Nothing but the lines below between the line holding "- **Query**: window with stone arch" and the line holding "- **Query**: car windshield", inclusive, should appear in the answer, each set down exactly.

(INFORMATION PROVIDED Opens)

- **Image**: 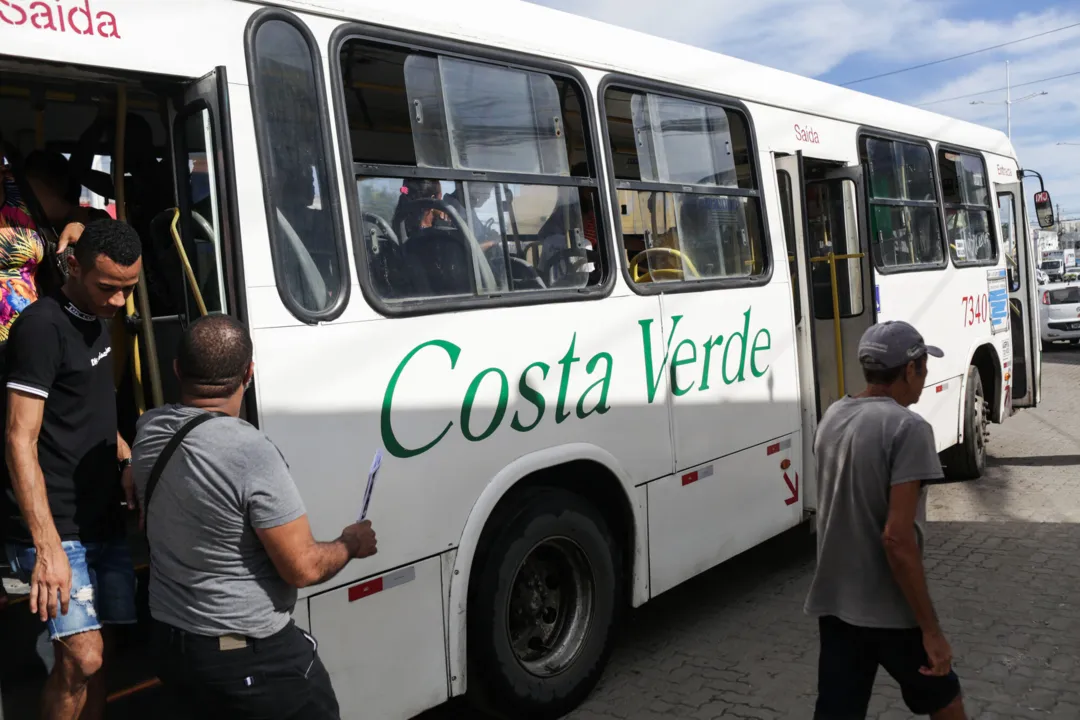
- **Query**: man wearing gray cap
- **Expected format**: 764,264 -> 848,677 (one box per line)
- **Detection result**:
805,321 -> 966,720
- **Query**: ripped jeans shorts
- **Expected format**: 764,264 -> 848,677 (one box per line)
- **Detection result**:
6,539 -> 137,640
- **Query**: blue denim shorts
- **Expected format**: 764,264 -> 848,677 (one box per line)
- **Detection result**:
6,539 -> 138,640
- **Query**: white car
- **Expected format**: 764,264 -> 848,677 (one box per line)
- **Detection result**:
1037,268 -> 1050,285
1040,282 -> 1080,345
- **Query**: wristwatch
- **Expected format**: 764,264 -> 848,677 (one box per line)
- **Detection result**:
118,457 -> 132,472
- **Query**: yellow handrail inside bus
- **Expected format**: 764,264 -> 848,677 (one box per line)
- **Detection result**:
114,85 -> 163,412
169,208 -> 208,317
810,252 -> 865,397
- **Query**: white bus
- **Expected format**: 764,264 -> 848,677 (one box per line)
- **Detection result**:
0,0 -> 1051,717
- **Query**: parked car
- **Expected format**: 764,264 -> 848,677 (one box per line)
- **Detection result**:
1037,268 -> 1050,285
1039,282 -> 1080,346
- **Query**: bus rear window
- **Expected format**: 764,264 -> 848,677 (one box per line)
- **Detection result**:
1049,287 -> 1080,304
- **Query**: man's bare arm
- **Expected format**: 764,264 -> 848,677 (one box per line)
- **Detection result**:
256,516 -> 377,589
7,391 -> 58,548
882,481 -> 938,634
6,389 -> 71,620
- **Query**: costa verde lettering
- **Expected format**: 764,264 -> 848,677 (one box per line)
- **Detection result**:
0,0 -> 120,38
382,308 -> 772,458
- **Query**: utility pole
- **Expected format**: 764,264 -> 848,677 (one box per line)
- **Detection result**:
1006,61 -> 1011,140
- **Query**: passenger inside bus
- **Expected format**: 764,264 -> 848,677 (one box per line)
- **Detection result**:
23,150 -> 111,237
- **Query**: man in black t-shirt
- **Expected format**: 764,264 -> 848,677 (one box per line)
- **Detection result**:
2,219 -> 142,720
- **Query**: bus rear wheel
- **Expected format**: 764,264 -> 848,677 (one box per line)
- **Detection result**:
467,488 -> 622,719
942,365 -> 988,481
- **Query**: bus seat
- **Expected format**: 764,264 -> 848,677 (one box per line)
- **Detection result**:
404,227 -> 475,297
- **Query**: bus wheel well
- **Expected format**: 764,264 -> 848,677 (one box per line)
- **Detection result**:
470,460 -> 635,607
970,344 -> 1002,423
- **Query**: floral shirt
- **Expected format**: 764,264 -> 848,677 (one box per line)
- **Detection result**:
0,177 -> 44,343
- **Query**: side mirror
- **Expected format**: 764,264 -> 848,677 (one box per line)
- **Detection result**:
1035,190 -> 1055,229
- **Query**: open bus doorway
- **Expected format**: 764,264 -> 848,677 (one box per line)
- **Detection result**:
774,152 -> 875,519
0,57 -> 238,718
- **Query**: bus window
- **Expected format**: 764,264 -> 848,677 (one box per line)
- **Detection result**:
998,192 -> 1021,291
776,170 -> 801,325
807,179 -> 863,318
604,87 -> 765,285
861,136 -> 944,270
939,149 -> 997,267
177,108 -> 226,314
249,16 -> 348,320
337,41 -> 605,306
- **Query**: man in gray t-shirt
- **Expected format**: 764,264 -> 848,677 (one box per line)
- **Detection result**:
805,321 -> 967,720
132,315 -> 378,720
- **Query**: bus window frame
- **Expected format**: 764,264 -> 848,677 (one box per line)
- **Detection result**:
935,143 -> 1000,269
173,99 -> 229,316
997,190 -> 1021,292
245,7 -> 351,324
598,74 -> 773,296
328,23 -> 617,318
856,127 -> 949,276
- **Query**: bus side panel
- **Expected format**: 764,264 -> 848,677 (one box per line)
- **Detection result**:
647,431 -> 802,597
309,556 -> 448,720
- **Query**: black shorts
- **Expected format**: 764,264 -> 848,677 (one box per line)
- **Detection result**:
151,619 -> 340,720
814,616 -> 961,719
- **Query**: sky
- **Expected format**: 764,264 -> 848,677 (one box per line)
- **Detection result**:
526,0 -> 1080,226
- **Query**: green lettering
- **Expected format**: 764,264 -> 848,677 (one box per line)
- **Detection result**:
639,315 -> 684,403
511,362 -> 550,432
670,339 -> 697,396
382,340 -> 460,458
699,335 -> 724,391
722,308 -> 753,385
576,353 -> 613,419
556,333 -> 580,424
461,368 -> 509,442
751,328 -> 772,378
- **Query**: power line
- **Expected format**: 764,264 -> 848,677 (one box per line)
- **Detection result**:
840,21 -> 1080,86
916,69 -> 1080,107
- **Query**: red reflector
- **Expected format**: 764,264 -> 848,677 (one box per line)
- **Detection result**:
348,577 -> 384,602
767,443 -> 781,455
936,385 -> 944,393
682,471 -> 699,486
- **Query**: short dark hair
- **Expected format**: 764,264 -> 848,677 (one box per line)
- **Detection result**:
74,219 -> 142,268
862,354 -> 926,385
24,150 -> 78,204
176,314 -> 253,399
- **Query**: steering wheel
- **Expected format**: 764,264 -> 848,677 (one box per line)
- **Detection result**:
540,247 -> 592,288
361,212 -> 400,252
628,247 -> 700,284
508,256 -> 546,290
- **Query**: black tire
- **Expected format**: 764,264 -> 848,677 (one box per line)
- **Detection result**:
942,366 -> 988,481
467,488 -> 622,720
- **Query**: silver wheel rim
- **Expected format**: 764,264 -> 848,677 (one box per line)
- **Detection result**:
506,537 -> 595,678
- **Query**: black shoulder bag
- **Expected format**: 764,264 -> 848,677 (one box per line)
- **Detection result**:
143,411 -> 226,539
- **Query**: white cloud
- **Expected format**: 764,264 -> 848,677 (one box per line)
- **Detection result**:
527,0 -> 1080,217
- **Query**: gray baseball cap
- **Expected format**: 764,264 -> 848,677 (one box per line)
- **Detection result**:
858,321 -> 943,369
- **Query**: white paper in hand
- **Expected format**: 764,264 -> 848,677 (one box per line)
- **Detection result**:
359,449 -> 382,522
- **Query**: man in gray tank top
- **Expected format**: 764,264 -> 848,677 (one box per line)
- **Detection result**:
805,321 -> 967,719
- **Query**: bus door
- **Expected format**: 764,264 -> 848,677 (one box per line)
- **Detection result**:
996,182 -> 1040,407
773,153 -> 818,513
160,68 -> 242,402
804,166 -> 874,412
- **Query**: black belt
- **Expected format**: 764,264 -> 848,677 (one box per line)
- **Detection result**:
153,619 -> 290,653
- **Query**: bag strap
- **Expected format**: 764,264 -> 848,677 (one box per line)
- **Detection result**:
144,411 -> 226,538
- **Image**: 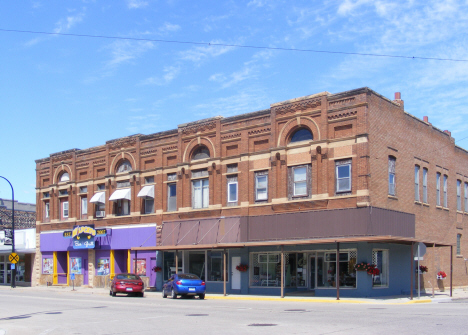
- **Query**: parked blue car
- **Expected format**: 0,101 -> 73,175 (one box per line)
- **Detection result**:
162,273 -> 206,299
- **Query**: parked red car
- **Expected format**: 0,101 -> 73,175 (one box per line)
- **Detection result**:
110,273 -> 145,297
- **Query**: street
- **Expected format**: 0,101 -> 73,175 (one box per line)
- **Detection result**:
0,288 -> 467,335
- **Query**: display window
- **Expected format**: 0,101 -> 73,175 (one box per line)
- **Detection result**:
132,259 -> 147,276
43,258 -> 54,274
207,251 -> 228,282
372,250 -> 389,288
70,257 -> 82,274
96,258 -> 110,276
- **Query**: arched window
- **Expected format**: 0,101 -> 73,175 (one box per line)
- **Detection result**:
191,146 -> 210,161
59,172 -> 70,182
290,128 -> 313,143
116,160 -> 132,173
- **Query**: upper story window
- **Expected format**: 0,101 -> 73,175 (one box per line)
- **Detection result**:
192,179 -> 209,209
116,160 -> 132,173
443,175 -> 448,207
457,180 -> 462,211
465,182 -> 468,212
255,171 -> 268,201
79,186 -> 87,194
117,180 -> 131,188
145,176 -> 154,184
227,164 -> 238,173
167,183 -> 177,212
289,128 -> 313,144
336,160 -> 351,194
289,165 -> 310,199
43,192 -> 50,198
61,200 -> 69,220
59,189 -> 68,196
97,183 -> 105,191
423,168 -> 428,203
81,197 -> 87,219
414,165 -> 420,202
388,156 -> 396,196
227,175 -> 238,204
44,202 -> 50,220
59,172 -> 70,182
457,234 -> 462,255
436,172 -> 441,206
192,146 -> 210,161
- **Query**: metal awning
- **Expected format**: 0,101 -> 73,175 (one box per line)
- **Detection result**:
109,188 -> 131,201
132,235 -> 453,251
89,192 -> 106,203
137,185 -> 154,198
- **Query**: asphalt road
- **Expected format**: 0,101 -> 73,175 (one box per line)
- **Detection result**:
0,289 -> 467,335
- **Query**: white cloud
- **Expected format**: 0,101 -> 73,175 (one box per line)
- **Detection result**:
141,66 -> 181,85
209,73 -> 226,82
180,41 -> 236,63
159,22 -> 181,33
104,40 -> 155,68
248,0 -> 266,7
127,0 -> 148,9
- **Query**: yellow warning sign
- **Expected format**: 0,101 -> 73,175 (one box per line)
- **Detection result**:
9,253 -> 19,264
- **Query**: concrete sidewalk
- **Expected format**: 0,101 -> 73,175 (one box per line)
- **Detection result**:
2,285 -> 467,305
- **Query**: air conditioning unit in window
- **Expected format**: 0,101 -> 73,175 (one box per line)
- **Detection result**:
95,211 -> 105,218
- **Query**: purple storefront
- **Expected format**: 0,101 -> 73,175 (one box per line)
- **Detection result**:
39,224 -> 157,288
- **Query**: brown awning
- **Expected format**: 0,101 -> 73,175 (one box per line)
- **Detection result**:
133,235 -> 452,251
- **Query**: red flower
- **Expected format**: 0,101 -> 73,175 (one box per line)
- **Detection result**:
236,264 -> 249,272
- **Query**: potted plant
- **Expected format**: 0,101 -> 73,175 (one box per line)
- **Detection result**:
437,271 -> 447,280
367,265 -> 380,276
152,266 -> 162,272
354,262 -> 370,271
418,265 -> 428,274
236,264 -> 249,272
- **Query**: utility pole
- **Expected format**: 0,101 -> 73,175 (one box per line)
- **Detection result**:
0,176 -> 15,288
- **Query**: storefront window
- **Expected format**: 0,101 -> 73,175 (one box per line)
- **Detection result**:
315,251 -> 356,288
372,250 -> 389,287
43,258 -> 54,274
70,257 -> 82,274
132,259 -> 147,276
163,251 -> 182,281
15,255 -> 26,282
189,252 -> 205,281
250,252 -> 281,287
207,251 -> 228,282
96,258 -> 110,276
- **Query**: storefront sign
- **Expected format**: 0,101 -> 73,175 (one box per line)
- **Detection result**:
63,227 -> 107,244
71,225 -> 96,249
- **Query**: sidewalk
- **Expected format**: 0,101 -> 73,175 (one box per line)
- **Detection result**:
2,285 -> 467,305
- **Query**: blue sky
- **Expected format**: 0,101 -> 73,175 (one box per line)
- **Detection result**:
1,0 -> 468,204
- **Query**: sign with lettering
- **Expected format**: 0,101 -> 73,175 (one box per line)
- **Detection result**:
96,228 -> 107,237
63,231 -> 72,238
72,224 -> 96,249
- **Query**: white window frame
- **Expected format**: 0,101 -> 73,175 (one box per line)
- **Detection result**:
457,180 -> 461,211
255,172 -> 268,201
167,183 -> 177,212
457,234 -> 462,255
45,202 -> 50,218
443,175 -> 448,207
422,168 -> 428,203
414,166 -> 420,202
192,178 -> 209,209
62,201 -> 69,219
81,197 -> 87,217
293,166 -> 307,196
465,182 -> 468,212
227,180 -> 238,203
336,161 -> 351,193
117,199 -> 130,216
436,173 -> 441,206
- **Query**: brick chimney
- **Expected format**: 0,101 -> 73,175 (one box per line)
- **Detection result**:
393,92 -> 404,110
423,116 -> 432,125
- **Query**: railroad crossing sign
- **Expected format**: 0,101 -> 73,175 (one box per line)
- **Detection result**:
9,252 -> 19,264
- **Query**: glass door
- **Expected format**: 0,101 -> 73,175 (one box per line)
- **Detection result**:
0,262 -> 4,284
310,255 -> 316,289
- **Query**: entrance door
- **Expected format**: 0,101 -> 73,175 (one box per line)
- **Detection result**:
231,256 -> 241,290
310,256 -> 316,289
149,257 -> 156,287
83,258 -> 88,285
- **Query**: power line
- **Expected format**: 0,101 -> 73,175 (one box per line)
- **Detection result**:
1,28 -> 468,62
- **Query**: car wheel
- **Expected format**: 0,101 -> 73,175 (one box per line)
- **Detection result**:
198,294 -> 205,300
171,288 -> 177,299
139,292 -> 144,298
112,290 -> 116,297
162,289 -> 167,298
109,290 -> 112,296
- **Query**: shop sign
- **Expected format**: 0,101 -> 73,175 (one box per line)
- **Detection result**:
3,229 -> 12,245
62,225 -> 109,249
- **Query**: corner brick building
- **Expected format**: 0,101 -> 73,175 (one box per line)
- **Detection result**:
34,87 -> 467,297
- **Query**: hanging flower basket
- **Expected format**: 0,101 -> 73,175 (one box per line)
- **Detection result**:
354,262 -> 370,271
417,265 -> 428,274
437,271 -> 447,280
152,266 -> 162,272
236,264 -> 249,272
367,264 -> 380,276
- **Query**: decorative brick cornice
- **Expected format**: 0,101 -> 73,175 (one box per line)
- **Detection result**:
273,98 -> 321,115
141,148 -> 157,156
162,145 -> 178,152
76,162 -> 89,168
180,120 -> 217,135
221,133 -> 241,140
328,110 -> 357,121
93,159 -> 106,165
107,137 -> 137,150
248,127 -> 271,136
329,97 -> 355,107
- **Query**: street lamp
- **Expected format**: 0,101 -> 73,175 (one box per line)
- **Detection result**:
0,176 -> 15,288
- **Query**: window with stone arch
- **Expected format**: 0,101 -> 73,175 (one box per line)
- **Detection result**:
116,160 -> 132,173
191,145 -> 210,161
59,172 -> 70,182
289,127 -> 313,144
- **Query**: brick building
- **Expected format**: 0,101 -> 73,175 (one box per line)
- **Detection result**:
34,87 -> 467,297
0,199 -> 36,286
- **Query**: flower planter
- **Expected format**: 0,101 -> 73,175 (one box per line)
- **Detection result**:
437,275 -> 445,280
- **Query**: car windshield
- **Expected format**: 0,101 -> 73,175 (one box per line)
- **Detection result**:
116,274 -> 140,280
178,274 -> 199,280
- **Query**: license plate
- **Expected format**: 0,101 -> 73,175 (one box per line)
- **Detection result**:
189,287 -> 195,292
126,288 -> 133,291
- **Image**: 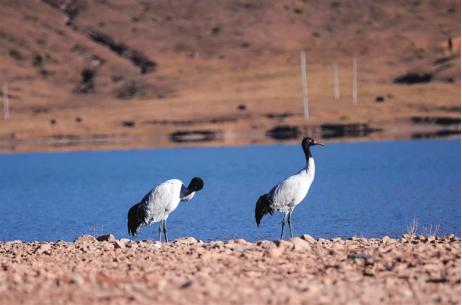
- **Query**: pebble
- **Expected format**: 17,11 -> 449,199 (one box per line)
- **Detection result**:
36,244 -> 52,255
69,273 -> 84,285
289,237 -> 311,252
301,234 -> 316,243
209,241 -> 224,248
274,240 -> 292,249
265,248 -> 283,258
256,240 -> 276,249
74,235 -> 97,244
113,240 -> 126,249
96,234 -> 116,242
174,237 -> 198,245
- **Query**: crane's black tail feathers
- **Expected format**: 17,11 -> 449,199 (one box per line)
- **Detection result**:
255,194 -> 274,227
127,203 -> 145,236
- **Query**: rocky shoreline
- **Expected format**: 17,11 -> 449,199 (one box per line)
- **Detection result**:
0,234 -> 460,305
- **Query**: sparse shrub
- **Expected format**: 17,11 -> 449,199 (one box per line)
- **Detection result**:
407,217 -> 419,237
242,3 -> 257,9
82,69 -> 95,83
116,81 -> 144,99
394,73 -> 432,84
211,26 -> 221,35
141,3 -> 150,13
31,107 -> 49,114
9,49 -> 22,60
122,120 -> 135,127
32,54 -> 43,67
36,38 -> 46,46
72,44 -> 86,54
293,8 -> 303,14
331,1 -> 341,8
74,68 -> 95,94
405,218 -> 442,238
422,224 -> 441,237
112,75 -> 123,82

(INFORMATION PROVIDED Closes)

**SOLUTION TO THE EXERCISE**.
- **Query**: window with stone arch
- **Expected format**: 0,101 -> 73,175 (one box per line)
- **Detection result**:
116,160 -> 132,173
191,145 -> 210,161
59,172 -> 70,182
289,127 -> 313,144
- **Query**: brick building
- **Expected format**: 0,101 -> 73,175 (one box per line)
- **Detection result**:
34,87 -> 467,297
0,199 -> 36,286
- **Query**: flower planter
- **Expected format**: 0,101 -> 73,175 (one box per line)
- **Detection result**:
437,275 -> 445,280
- **Query**: car windshield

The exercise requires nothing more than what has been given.